**AUFGABE 1:** Mit welchen Worten antwortete ZAM in der Forendiskussion zuerst?

# Programmierfehler



## Bejsaar2 (16. November 2011)

Hallo,

Beim Passwort-Zurücksetzen kam folgende Seite. Allerdings war danach der Zurücksetzlink gesperrt und es wird kein neues PW an die email-adresse versendet.
Deshalb habe ich ersteinmal einen neuen Account erstellt um das hier zu posten.
Vlt. hilft es ja euern Programmierern. 

LG Bejsaar


----------



## ZAM (16. November 2011)

Wird geprüft


----------



## ZAM (16. November 2011)

Hi,


kannst du bitte genauer erläutern wo (link, bereich) und wie du das Passwort-Zurücksetzen ausgeführt hast und ab welchen Schritt die Fehlermeldung dann kam?


----------



## Unhitius (16. November 2011)

Hey, 

habe das selbe Problem und zwar gebe ich bei http://forum.buffed....ection=lostpass meine E-Mail Adresse bzw. Benutzername an dann steht dort das ich meine e-Mails checken soll dann steht in der Mail folgendes:



> [font="Arial, Helvetica"][size="-1"]Hallo!
> 
> Jemand - sehr wahrscheinlich Du selbst - hat die Erinnerungs-Funktion benutzt, um Dein Passwort für Deinen Community-Account <zensiert> auf www.buffed.de zurückzusetzen.
> 
> ...



Und sobald ich auf den eigentlichen Link oben klicke kommt die Meldung die schon bereits gepostet wurde.


----------



## Bejsaar2 (16. November 2011)

Richtig.
Zuerst gehe ich auf Passwort zurücksetzen.

**AUFGABE 2:** Geben Sie jede Zeile der Auflistung zurück, in der das Wort "spray" vorkommt.

**DIE EINGABE:**

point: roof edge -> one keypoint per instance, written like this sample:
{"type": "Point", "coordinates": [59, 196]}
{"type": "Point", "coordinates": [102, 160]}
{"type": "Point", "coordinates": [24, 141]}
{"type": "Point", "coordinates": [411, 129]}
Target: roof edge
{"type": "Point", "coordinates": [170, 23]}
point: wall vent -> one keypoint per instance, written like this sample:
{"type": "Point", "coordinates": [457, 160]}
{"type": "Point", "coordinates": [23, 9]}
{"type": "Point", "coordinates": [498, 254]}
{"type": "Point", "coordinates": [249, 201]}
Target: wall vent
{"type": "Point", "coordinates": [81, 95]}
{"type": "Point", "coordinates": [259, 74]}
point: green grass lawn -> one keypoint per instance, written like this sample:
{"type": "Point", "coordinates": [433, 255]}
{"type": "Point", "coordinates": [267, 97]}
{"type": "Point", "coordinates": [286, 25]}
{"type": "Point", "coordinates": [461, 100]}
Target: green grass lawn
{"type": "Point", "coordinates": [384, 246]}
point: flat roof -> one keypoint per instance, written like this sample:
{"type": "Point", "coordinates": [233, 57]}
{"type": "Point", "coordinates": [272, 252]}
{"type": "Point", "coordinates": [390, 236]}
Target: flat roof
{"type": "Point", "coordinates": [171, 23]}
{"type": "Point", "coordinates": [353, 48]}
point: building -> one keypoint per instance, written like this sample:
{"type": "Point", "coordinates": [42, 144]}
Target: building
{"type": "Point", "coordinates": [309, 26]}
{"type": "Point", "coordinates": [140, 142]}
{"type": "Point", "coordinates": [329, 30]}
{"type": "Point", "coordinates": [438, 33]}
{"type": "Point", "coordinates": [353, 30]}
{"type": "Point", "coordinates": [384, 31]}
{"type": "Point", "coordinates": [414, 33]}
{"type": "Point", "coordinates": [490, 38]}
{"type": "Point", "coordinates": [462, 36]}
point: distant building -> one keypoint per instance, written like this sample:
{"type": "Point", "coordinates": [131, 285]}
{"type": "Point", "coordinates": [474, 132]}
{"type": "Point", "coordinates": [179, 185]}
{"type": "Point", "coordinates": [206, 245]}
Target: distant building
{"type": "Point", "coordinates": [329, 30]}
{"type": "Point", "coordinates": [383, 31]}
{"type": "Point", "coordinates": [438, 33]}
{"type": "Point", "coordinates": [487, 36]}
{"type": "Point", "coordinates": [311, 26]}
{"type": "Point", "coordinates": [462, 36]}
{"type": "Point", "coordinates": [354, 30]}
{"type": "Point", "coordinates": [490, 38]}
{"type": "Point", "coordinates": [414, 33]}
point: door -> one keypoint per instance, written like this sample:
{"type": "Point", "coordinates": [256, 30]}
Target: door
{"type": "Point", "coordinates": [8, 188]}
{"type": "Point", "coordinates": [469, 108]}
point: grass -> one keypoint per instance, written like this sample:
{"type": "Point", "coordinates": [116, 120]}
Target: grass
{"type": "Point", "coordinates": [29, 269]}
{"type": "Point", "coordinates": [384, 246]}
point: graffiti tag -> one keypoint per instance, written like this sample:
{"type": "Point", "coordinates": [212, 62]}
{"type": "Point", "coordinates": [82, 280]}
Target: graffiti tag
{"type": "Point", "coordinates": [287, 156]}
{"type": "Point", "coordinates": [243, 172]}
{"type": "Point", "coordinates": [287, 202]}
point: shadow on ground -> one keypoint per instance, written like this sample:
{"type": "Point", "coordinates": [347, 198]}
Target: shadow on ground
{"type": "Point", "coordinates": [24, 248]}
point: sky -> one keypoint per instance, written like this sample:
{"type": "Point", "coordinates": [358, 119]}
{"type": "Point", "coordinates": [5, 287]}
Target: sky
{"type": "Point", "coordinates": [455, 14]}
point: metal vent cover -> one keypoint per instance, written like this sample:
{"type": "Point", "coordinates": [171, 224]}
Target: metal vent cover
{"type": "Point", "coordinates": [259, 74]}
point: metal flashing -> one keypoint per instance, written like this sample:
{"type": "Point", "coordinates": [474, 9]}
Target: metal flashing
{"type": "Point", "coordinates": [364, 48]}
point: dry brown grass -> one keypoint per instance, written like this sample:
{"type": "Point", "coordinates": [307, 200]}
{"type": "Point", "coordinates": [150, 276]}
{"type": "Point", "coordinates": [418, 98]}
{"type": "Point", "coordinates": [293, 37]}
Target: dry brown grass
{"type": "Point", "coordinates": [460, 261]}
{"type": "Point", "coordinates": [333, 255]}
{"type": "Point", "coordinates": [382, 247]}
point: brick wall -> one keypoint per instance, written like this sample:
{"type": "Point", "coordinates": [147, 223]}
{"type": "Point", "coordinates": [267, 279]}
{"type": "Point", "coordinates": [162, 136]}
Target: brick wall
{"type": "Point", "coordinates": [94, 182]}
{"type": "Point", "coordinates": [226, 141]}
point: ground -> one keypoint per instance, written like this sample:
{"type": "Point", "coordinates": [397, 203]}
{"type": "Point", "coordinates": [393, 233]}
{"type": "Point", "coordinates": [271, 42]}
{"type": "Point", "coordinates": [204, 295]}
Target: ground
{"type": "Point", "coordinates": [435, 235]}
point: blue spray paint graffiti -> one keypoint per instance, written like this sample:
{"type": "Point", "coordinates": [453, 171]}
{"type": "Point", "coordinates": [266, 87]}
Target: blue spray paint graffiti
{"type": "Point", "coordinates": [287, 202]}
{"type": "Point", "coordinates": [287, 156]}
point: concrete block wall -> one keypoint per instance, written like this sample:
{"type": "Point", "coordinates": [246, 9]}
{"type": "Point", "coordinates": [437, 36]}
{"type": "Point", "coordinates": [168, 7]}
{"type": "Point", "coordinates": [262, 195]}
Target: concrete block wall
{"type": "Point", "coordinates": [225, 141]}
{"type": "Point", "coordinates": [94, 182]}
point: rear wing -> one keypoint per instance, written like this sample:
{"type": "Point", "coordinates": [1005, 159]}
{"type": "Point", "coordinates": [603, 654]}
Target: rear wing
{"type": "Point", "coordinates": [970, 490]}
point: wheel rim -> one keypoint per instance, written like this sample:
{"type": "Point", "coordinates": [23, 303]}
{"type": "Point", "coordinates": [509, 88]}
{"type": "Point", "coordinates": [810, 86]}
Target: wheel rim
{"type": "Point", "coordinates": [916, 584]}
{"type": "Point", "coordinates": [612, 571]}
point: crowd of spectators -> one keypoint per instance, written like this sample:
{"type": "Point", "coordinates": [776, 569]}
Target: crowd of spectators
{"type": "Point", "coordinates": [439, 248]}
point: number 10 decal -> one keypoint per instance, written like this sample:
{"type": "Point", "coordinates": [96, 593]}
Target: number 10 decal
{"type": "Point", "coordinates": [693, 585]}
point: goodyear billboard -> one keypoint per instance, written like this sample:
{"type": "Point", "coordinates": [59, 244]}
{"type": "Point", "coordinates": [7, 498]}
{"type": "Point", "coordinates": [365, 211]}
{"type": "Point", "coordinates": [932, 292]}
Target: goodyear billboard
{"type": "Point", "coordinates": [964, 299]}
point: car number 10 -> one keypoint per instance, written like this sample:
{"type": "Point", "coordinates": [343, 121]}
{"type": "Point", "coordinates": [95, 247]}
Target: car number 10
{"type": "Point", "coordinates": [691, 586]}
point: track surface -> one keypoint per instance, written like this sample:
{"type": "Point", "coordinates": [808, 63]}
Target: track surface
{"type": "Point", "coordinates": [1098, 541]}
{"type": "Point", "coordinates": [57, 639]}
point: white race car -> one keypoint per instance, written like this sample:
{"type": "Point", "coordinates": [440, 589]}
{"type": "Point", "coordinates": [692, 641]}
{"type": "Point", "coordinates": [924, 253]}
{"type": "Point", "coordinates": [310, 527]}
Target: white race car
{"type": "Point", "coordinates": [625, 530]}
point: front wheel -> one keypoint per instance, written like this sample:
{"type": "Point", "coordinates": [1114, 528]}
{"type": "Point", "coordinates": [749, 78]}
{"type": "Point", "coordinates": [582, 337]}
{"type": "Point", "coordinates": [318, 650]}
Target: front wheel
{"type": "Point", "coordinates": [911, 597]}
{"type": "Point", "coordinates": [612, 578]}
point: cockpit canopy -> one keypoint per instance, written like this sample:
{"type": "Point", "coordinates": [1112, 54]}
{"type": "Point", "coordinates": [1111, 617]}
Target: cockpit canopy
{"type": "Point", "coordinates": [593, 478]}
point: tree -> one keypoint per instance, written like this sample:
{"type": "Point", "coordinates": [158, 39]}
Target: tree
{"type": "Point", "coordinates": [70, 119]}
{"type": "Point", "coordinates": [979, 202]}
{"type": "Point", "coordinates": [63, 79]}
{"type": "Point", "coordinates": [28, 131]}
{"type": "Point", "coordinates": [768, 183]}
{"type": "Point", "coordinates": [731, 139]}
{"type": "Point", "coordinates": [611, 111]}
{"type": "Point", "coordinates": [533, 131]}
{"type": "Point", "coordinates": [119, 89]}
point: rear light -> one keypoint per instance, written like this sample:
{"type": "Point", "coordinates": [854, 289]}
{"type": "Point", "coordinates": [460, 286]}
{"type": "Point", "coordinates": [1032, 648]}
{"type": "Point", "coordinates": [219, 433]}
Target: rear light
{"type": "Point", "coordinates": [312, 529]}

**FERTIGE ANTWORT 1:** Wird geprüft

**FERTIGE ANTWORT 2:**
point: blue spray paint graffiti -> one keypoint per instance, written like this sample:
Target: blue spray paint graffiti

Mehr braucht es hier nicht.